*** Begin section ***

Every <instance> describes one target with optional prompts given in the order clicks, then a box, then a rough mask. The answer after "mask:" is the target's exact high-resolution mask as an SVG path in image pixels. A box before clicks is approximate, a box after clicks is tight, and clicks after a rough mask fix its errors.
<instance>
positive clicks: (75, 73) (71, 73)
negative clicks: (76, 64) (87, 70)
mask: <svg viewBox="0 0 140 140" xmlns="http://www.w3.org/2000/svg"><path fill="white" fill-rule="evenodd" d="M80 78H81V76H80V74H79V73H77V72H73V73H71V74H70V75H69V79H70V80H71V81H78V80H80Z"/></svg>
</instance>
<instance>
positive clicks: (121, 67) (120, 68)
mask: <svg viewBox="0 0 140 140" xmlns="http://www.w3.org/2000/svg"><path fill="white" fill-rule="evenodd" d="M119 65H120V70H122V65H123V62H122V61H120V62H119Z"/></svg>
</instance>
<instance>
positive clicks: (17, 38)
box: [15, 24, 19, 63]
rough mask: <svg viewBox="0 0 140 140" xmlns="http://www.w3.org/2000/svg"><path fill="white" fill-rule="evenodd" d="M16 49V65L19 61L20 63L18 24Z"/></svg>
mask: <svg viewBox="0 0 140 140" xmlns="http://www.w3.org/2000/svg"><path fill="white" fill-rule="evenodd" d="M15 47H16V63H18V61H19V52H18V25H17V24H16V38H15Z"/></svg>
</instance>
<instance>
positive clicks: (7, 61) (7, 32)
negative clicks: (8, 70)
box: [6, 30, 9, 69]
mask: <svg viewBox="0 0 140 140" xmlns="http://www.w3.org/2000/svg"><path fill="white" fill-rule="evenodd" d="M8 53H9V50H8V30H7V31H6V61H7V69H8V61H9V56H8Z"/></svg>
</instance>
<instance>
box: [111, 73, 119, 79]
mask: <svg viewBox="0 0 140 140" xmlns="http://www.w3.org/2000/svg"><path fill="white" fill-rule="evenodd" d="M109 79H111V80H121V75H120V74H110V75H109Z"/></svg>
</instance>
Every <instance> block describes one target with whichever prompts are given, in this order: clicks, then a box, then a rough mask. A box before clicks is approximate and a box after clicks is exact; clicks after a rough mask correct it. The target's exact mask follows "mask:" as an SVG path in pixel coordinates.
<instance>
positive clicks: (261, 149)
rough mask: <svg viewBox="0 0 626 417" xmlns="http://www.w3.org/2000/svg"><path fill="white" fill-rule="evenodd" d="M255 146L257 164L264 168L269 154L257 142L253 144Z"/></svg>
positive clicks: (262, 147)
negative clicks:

*** End section ***

**Exercise prompt**
Among the lines of the entries, count those containing the string "with" and give only the number.

**Answer box**
2